▶ _ARBEITSANWEISUNG_
Setzen Sie den ausgewählten Textabschnitt zur Validierung im Anschluss an seinen letzten Satz fort.

======== AUSGEWÄHLTER TEXTABSCHNITT

OQ und PQ beziehen sich auf Prozesse, während IQ auf die bei der Durchführung verwendeten Geräte angewendet wird. 

Als vierten Prozessschritt einer Validierung gibt es noch die DQ – Design Qualification (Design-Qualifizierung). Design-Qualifizierungen sind in Medizintechnikprozessen allerdings weniger üblich und werden eher in der Pharmaindustrie durchgeführt.

Können im Rahmen einer Validierung auch Potenziale für mehr Effizienz und damit zur Senkung von Produktionskosten aufgedeckt werden?

================
======== DATENAUSZÜGE

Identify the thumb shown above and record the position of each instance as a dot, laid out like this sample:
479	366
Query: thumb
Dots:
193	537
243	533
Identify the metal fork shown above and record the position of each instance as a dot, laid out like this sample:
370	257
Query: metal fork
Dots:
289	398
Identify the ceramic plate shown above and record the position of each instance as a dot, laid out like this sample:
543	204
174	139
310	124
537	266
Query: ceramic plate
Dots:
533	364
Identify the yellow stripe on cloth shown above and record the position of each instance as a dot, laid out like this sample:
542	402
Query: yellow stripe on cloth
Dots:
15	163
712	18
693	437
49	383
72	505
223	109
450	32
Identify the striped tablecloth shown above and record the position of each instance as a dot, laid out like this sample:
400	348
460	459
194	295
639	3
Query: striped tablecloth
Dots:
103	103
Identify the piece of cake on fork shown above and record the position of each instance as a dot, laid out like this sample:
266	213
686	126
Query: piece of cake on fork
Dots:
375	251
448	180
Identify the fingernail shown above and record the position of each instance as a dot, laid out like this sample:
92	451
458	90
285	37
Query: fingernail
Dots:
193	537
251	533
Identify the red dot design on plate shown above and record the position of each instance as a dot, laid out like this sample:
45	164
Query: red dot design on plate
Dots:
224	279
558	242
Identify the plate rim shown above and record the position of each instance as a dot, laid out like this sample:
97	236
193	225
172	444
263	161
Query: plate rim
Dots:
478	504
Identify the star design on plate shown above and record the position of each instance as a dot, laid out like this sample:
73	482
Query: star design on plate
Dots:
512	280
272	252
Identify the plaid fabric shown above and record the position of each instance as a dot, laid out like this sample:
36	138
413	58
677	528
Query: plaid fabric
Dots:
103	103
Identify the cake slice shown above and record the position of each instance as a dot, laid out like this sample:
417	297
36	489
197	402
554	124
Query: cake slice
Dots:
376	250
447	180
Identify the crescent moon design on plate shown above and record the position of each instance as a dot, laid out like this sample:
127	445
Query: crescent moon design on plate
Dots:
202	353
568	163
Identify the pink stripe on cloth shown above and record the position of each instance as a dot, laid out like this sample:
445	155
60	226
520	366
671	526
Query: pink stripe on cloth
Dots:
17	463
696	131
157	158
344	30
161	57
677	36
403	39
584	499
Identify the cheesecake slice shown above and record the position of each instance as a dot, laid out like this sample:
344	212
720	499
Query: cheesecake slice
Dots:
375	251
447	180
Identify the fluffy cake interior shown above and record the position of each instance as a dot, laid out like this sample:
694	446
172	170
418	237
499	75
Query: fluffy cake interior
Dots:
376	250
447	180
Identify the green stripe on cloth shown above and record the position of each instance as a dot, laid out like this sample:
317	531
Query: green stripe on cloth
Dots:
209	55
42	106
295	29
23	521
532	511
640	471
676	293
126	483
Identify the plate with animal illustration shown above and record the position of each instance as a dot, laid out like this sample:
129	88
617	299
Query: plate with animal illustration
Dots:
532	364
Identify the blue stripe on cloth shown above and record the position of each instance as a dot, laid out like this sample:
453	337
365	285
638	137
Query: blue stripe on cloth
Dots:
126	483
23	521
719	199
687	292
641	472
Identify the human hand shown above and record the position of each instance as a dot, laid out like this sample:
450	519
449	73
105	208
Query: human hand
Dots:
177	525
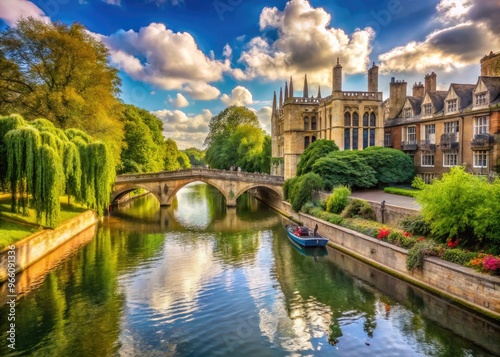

================

▶ _SCHRIFTLICHE ANTWORT_
Robert Schreiner: Ja, selbstverständlich! Zwangsläufig setzt sich eine Validierung intensiv mit den Prozessen auseinander. Wenn im Rahmen der Validierung Optimierungspotenzial ermittelt wird, kann dies zum Anlass genommen werden, den Prozess neu auszurichten. Natürlich können dadurch zunächst Investitionskosten entstehen, die jedoch im Nachgang die Produktionskosten nachhaltig senken können. Selbstredend ist dies abhängig von einer Gesamtbetrachtung hinsichtlich des Nutzens und Aufwands von Qualität und Quantität der Prozessergebnisse.

masterflex-group_downstream_processes_in_medical_technology Kopie.png (0.7 MB)Robert Schreiner und das Medical Team planen die Durchführung einer Validierung.  ©Novoplast Schlauchtechnik

Novoplast Schlauchtechnik und Fleima-Plastic, die beiden Medizintechnikmarken der Masterflex Group, sind bekannt als Hersteller von Schläuchen bzw. Spritzgussteilen für die Medizintechnik. Können Sie auch medizintechnische Prozesse jenseits dieser Produktgruppen validieren?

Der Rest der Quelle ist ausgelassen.